Nas alturas mais complicadas da minha vida escrevo os melhores capítulos.

Não há passos perdidos.


domingo, 17 de maio de 2020

Os sabores perdidos

Praia das Maçãs, 17 de um Maio em Covid

Finalmente o mar.
Sempre tive alguma sorte em ocupar as coisas únicas.
Encontrei assim vazia, à minha espera, a única mesa de madeira e banco corrido junto ao alpendre sobre o mar.
Cheira a maresia, aqui o mar é de verdade por isso escolho este.
Apetece percebes, mexilhões e espuma de branco fresco.
Não se ouvem as ondas de forma nítida. O mar também silenciou.
- Já não se ouve o mar? O que é que se passa? Pergunta um Sr. passeante em chegada ruidosa como todos. Larga no entretanto bafos de cigarro admirado, e eu que aguente.
Passa que nos sobra ruído. Os motoqueiros de passeio domingueiro são uma peste sem remédio.
Mas enquanto o inferno forem os outros ainda será um mal menor.
Foram meses de espera. A sentir o mar em goles secos. Enlatado.
Falta-nos a brisa, o sabor, o cheiro e o tacto.
 A maioria não morrerá de Covid, mas do confinamento. 
 A precaução também mata.
Hoje foi poder olhar. Tomar Sol.
Anseio mergulhar. Sem metros loteados. Sem prazeres limitados. Quando largamos os prazeres, adoecemos.
Ligar as sensações ao coração.
O que nos une, sempre será mais forte que o medo que nos separa.
A pele branca e balofa precisa arejar.
O mar sem barcos, mas muitos pássaros sem nome.
Alguns selfistas, de mastro em punho a escolher o melhor ângulo.
Um pescador de cana em linha.
O motor de um jipe descapotável, cheio de meninos de kit como convém, calções padronizados, polo desbotado, sapato de vela, aliança no dedo e fio da cruz ao pescoço. Falam alto que a auto -estima nestas bandas nunca faltou, escolhem o sitio da pesca submarina.
Eu de olhar longe, a absorver, as emoções, o que nos liga ao primordial, o centro primitivo do nosso Ser, que existe em nós muito antes do dever racional do fazer e do ter. 

Regresso a Lisboa com as cores do mar nos olhos.
Consigo um peixe de verdade para o almoço na tasca da esquina. Tudo é um luxo em tempo de clausura.
Voltarão os sabores perdidos. Guardarei todos. São os melhores condimentos dos meus vazios.

* USANDO A INFORMAÇÃO:
#1 Devolva sem alterações tudo o que vai, no texto acima, desde "Cheira a maresia, aqui" até "mar também silenciou.".
#2 Responda a estas perguntas sobre o texto acima:
(a) Que mesa estava vazia junto ao alpendre sobre o mar?
(b) O que pergunta o senhor que chega a passear?
(c) Onde se arranja o peixe para o almoço, no regresso a Lisboa?
#3 Resuma o texto acima em duas frases.
Os dados abaixo provêm de uma fonte diferente.

* DADOS FORNECIDOS:
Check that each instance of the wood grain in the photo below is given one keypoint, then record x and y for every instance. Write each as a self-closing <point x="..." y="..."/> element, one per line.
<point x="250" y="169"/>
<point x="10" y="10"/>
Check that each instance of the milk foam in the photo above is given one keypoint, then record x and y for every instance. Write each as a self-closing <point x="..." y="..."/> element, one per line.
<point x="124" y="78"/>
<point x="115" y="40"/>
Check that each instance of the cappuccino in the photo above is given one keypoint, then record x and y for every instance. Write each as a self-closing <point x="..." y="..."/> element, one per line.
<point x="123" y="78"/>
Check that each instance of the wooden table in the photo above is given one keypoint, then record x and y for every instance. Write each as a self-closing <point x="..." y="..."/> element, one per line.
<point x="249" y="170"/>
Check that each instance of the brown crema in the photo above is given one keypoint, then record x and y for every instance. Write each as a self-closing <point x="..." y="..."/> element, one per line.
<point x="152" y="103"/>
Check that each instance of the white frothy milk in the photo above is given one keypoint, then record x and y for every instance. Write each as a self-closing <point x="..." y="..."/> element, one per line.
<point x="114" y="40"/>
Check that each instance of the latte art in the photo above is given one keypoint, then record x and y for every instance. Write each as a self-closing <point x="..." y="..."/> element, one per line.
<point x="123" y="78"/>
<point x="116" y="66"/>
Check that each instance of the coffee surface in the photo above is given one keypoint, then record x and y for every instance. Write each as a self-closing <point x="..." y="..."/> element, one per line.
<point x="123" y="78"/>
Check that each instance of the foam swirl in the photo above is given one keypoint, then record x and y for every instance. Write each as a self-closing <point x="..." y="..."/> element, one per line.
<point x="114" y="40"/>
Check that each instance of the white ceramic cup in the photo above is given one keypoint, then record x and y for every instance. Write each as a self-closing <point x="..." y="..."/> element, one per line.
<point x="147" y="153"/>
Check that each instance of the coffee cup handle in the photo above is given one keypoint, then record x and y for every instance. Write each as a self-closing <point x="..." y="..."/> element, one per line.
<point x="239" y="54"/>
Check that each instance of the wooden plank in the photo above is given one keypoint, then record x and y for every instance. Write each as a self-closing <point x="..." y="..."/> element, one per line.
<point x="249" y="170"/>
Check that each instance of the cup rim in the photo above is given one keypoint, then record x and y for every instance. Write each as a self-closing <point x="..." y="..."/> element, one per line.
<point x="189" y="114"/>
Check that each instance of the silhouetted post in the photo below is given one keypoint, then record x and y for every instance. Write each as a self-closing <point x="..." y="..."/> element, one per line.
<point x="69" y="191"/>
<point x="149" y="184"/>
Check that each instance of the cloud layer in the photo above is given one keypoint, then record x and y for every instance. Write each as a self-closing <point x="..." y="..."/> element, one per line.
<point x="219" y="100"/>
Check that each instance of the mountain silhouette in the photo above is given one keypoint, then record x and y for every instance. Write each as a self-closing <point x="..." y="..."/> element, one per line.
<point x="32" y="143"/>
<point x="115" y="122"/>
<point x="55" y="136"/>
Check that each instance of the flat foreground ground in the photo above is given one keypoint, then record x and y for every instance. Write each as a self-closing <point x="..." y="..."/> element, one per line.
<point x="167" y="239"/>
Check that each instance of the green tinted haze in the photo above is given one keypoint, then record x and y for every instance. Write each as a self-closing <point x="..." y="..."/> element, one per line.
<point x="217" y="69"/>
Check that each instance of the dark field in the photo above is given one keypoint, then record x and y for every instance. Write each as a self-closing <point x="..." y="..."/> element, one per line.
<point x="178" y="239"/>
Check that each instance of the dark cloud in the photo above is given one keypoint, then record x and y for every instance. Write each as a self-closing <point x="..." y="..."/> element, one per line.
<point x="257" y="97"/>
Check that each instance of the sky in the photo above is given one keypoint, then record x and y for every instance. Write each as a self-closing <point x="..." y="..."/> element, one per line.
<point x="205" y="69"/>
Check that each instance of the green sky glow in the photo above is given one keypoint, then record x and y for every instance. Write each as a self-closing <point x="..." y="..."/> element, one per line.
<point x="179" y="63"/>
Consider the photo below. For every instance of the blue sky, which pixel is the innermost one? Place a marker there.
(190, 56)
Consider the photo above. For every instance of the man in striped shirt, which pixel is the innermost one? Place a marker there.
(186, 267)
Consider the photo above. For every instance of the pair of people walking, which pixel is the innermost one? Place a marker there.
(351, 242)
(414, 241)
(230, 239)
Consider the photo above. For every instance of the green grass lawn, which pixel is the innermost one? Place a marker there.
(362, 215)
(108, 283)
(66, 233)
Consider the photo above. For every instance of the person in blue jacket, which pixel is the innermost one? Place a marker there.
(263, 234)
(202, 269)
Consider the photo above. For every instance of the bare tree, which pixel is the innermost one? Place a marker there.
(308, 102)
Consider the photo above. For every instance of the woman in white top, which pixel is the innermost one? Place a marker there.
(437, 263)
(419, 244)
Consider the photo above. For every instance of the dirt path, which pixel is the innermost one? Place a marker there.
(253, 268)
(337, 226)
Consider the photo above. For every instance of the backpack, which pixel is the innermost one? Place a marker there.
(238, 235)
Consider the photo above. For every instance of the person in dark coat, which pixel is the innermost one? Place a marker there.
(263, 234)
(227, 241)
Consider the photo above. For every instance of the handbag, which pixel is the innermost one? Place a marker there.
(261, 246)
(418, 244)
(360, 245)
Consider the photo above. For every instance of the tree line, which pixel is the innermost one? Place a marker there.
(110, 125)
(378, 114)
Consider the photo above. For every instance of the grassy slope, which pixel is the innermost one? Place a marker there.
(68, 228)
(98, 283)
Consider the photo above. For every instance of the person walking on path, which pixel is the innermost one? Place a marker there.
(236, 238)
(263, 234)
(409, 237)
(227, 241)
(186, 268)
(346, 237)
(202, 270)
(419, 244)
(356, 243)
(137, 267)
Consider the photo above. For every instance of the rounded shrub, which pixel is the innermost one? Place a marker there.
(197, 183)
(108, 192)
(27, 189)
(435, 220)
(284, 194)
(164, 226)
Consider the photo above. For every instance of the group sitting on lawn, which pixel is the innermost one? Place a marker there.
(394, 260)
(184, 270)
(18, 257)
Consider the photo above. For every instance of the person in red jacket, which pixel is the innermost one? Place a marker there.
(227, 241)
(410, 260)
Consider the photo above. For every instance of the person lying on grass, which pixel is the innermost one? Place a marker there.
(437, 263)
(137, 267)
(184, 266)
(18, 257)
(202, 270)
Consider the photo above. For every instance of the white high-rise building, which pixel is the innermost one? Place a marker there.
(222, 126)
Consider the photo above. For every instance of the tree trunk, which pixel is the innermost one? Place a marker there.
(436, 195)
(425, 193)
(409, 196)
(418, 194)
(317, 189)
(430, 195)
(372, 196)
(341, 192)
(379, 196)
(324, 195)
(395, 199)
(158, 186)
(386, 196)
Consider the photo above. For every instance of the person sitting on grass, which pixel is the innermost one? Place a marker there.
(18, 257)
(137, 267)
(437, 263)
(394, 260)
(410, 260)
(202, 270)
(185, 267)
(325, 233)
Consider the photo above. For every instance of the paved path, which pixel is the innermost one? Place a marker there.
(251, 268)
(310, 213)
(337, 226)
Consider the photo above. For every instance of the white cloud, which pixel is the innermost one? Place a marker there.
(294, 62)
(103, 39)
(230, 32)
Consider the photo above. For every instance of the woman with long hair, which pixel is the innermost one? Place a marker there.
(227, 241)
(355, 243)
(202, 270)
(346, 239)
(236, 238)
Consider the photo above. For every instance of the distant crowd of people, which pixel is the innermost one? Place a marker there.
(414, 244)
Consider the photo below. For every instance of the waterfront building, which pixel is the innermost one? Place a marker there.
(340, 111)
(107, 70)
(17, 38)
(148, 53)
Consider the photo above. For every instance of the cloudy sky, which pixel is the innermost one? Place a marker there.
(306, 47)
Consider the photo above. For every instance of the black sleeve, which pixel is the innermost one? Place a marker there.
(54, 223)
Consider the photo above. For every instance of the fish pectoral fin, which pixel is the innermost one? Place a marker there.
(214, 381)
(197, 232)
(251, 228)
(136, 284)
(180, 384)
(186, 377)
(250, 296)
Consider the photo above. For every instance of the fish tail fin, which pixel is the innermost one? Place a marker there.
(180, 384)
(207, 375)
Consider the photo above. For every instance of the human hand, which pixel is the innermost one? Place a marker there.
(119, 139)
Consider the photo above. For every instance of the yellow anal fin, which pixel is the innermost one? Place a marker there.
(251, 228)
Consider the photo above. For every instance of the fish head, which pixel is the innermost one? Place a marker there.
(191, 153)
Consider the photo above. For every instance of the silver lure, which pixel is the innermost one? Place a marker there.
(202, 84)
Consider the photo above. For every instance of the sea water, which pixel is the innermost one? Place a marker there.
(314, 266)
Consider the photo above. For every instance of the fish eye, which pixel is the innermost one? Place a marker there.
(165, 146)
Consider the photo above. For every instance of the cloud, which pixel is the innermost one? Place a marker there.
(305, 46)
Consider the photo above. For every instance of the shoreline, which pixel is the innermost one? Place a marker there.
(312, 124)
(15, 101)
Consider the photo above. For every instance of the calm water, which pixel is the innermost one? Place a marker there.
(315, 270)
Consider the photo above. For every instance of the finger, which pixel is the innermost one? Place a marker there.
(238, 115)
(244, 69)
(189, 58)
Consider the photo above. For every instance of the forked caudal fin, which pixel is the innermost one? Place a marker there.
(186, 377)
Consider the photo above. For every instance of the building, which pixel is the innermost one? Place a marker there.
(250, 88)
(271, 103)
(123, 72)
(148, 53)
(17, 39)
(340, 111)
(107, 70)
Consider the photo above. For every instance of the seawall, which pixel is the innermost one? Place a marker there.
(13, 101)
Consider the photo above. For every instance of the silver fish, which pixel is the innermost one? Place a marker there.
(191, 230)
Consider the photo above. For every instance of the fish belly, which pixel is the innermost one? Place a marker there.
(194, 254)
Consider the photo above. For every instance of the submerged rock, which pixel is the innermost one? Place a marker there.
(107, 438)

* SOLUÇÕES POR TAREFA:
#1
Cheira a maresia, aqui o mar é de verdade por isso escolho este.
Apetece percebes, mexilhões e espuma de branco fresco.
Não se ouvem as ondas de forma nítida. O mar também silenciou.

#2
(a) A única mesa de madeira e banco corrido.
(b) "Já não se ouve o mar? O que é que se passa?"
(c) Na tasca da esquina.

#3 Num domingo de maio, em tempo de Covid, quem escreve volta finalmente ao mar na Praia das Maçãs após meses de espera e observa o ruído dos motoqueiros, os selfistas, um pescador de cana e um grupo num jipe descapotável. Regressa a Lisboa com as cores do mar nos olhos, consegue um peixe para o almoço na tasca da esquina e afirma que os sabores perdidos voltarão.